▶ _ARTICLE_
______________________________

The good folks over at Delmark Records have done it again!  Hot on the heels of their re-issue of Queen Sylvia and John Embry’s “Troubles” earlier this year from the Razor label, they have just released “Set Me Free” (also originally on the Razor imprint), the very first recordings of guitarist Steve Freund, keyboard whiz Ken Saydak, and the unbelieveable vocal stylings of Gloria Hardiman!

Steve Freund was born in Brooklyn,  but became a true Chicagoan thru his guitar work on several of his own sets for Delmark, as well as numerous guest spots for other artists.  Gloria Hardiman was literally an unknown when this set was recorded.  All that was for sure was that she possessed one of the toughest, most passionate voices in any genre’, honed thru a lifetime of gospel influences from her family’s church worship.  She was “discovered,” as it were, by the set’s producers at one of Steve’s after-hours gigs, and the seeds for this set were sown.

The music is classic Chicago soul and blues at its grittiest, down-home best.  Gloria’s lead vocals grace nine cuts, while there are two outstanding instrumentals, and Steve takes a turn on lead vocal on “The Things I Used To Do,” with Ken’s barrelhouse piano and Sam Burckhardt’s sax backing.  The set closes on a somewhat unusual note, but it is well worth mentioning for us.  A rare 45 RPM of Ken Saydak ends the set.  He has long been one of our favorites, and is one of those genuine unsung heroes of the Chicago scene.  His “Shoppin’ And Snackin” is ne of the funniest, most politically-incorrect songs we’ve ever heard!  And, Fats Domino’s “Swanee River Boogie” has always been a favorite of ours, and Ken matches its fire and intensty with just him and his 88’s.

Steve and Gloria really turn up the heat, tho.  She sings Jimmy Rogers’ “That’s All Right” from the woman’s point of view, with Steve’s blistering runs and Sunnyland Slim’s piano adding emphasis.  Ron Sorin adds harp on the classic minor-key read of “I can’t do my Homework any more,” and a jazzy version of Brook Benton’s “Kiddio.”

Her gospel influences fired up her two best performances, tho.  She downright testifies as the pleading lover in “Let Me Down Easy,” then gets her groove on over Steve’s West-Side sounding guitar on Aretha’s ode to the ultimate lover, “Dr. Feelgood!”

______________________________

▶ _DATA EXTRACT_
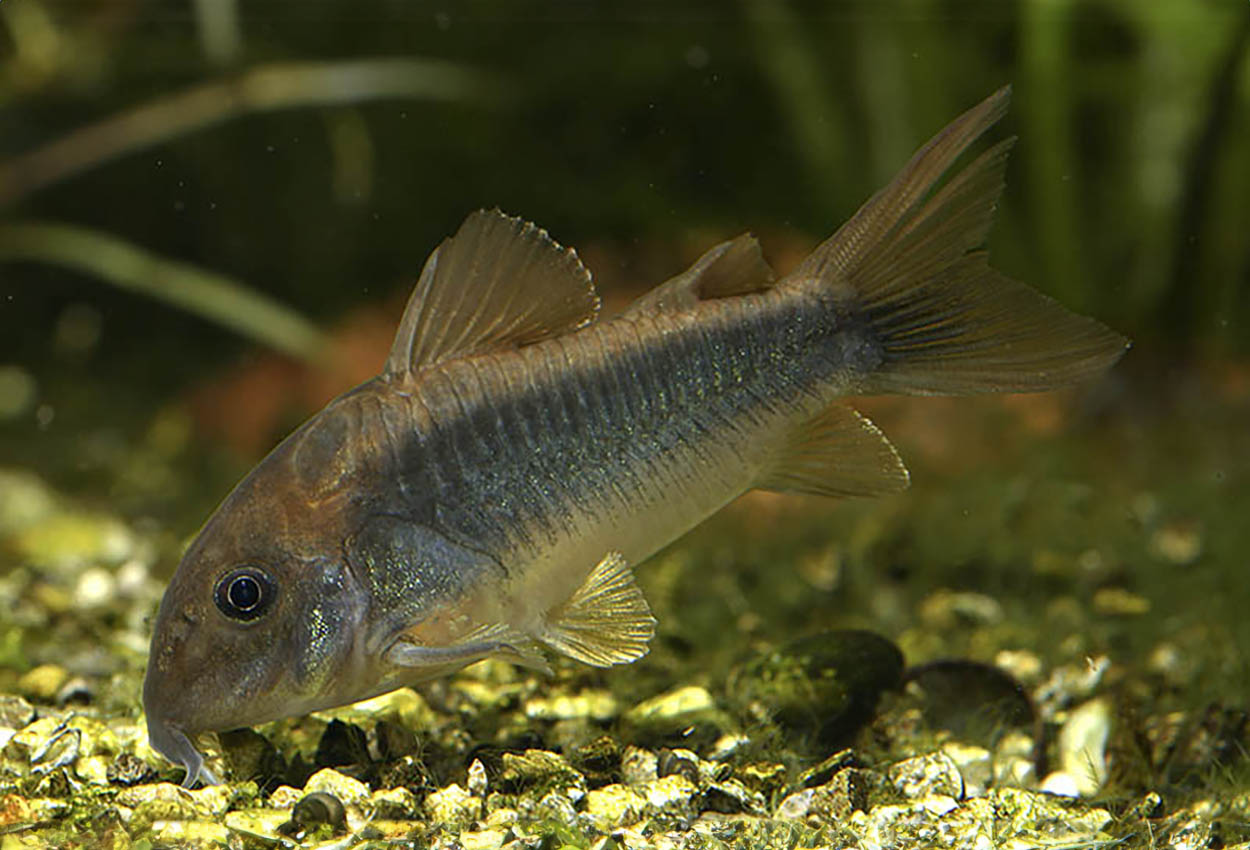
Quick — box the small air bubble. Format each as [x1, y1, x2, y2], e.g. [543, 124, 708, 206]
[35, 404, 56, 431]
[686, 44, 711, 69]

______________________________

▶ _TO DO_
[a] Answer each question from the album review, one per line: (i) In what city was Steve Freund born? (ii) Whose sax backs Steve's lead vocal on "The Things I Used To Do"? (iii) Whose piano adds emphasis to Gloria's version of "That's All Right"?
[b] Reproduce the album review word for word, starting at "The good folks" and ending at "of Gloria Hardiman!".
[c] Carry on writing the album review from the point where it ends.

▶ _RESPONSES_
[a]
(i) Brooklyn
(ii) Sam Burckhardt's
(iii) Sunnyland Slim's

[b]
The good folks over at Delmark Records have done it again!  Hot on the heels of their re-issue of Queen Sylvia and John Embry’s “Troubles” earlier this year from the Razor label, they have just released “Set Me Free” (also originally on the Razor imprint), the very first recordings of guitarist Steve Freund, keyboard whiz Ken Saydak, and the unbelieveable vocal stylings of Gloria Hardiman!

[c]
Obviously, this is a set that we cannot say enough good things about.  Steve Freund has since relocated to the Bay area, but one could tell from this debut he would be a great player, and Gloria Hardiman’s dazzling vocals led to the title of this project, as the power of the blues presented herein will sho’ nuff “Set Me Free!!”  Until next time…Sheryl and Don Crow, Nashville Blues Society.

The Reverend Shawn Amos review…June 9, 2014…

THE REVEREND SHAWN AMOS

TELLS IT

PUT TOGETHER RECORDS

HOODOO MAN BLUES–(THE GIRL IS) HEAVY–I’M THE FACE–SOMETHING INSIDE OF ME–GOOD MORNING, SCHOOL GIRL–SOMETIMES I WONDER

Bluesman Shawn Amos is the son of former William Morris agent Wally “Famous” Amos, (yes, the cookie mogul!), and R & B vocalist Shirlee May.  He cites his biggest influence was just being around the L. A. scene as a young man which led to him producing and performing with Solomon Burke.  As such, he has dedicated his lsatest release, a six-song EP entitled “Tells It” to Burke’s memory.

Shawn is also an ordained minister in the Universal Life Church, and his ability to “testify” translates well onto the groovres of these four covers and two originals.  Shawn is on harp and vocals, with Don Medina on drums, Chris Roberts on guitar, Ed Terrio on bass, and Anthony Marinelli on keys.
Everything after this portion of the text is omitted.